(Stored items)
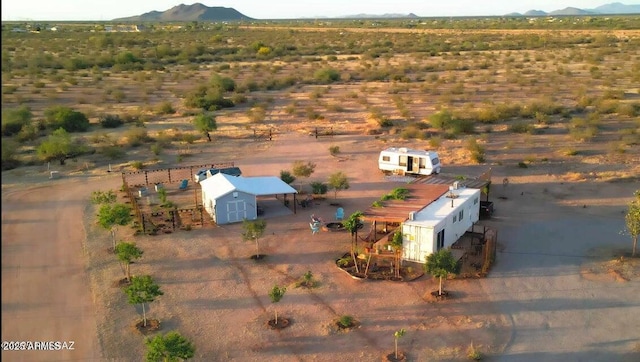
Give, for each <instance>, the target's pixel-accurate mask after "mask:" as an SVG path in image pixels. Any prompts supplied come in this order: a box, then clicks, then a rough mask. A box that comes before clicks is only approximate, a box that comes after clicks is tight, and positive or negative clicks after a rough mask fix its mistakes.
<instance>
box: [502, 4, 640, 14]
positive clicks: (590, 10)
mask: <svg viewBox="0 0 640 362" xmlns="http://www.w3.org/2000/svg"><path fill="white" fill-rule="evenodd" d="M623 14H640V5H625V4H622V3H611V4H606V5H601V6H598V7H597V8H595V9H579V8H573V7H568V8H564V9H561V10H554V11H551V12H549V13H547V12H544V11H542V10H529V11H527V12H526V13H524V14H520V13H511V14H507V16H562V15H623Z"/></svg>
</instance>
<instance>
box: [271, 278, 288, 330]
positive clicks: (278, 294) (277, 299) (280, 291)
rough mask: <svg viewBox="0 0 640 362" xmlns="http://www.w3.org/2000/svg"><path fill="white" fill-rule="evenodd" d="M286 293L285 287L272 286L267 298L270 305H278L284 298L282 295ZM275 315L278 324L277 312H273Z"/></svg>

Your objective: Your answer should hold exactly the lines from the one containing "box: [271, 278, 288, 330]" to the last line of the data, both included, and no others.

Solution for this task:
box: [271, 278, 288, 330]
positive clicks: (278, 294) (277, 299) (280, 291)
rough mask: <svg viewBox="0 0 640 362" xmlns="http://www.w3.org/2000/svg"><path fill="white" fill-rule="evenodd" d="M286 293L285 287L272 286L267 298L270 305H278L284 298L282 295ZM275 315L278 324L277 312H273Z"/></svg>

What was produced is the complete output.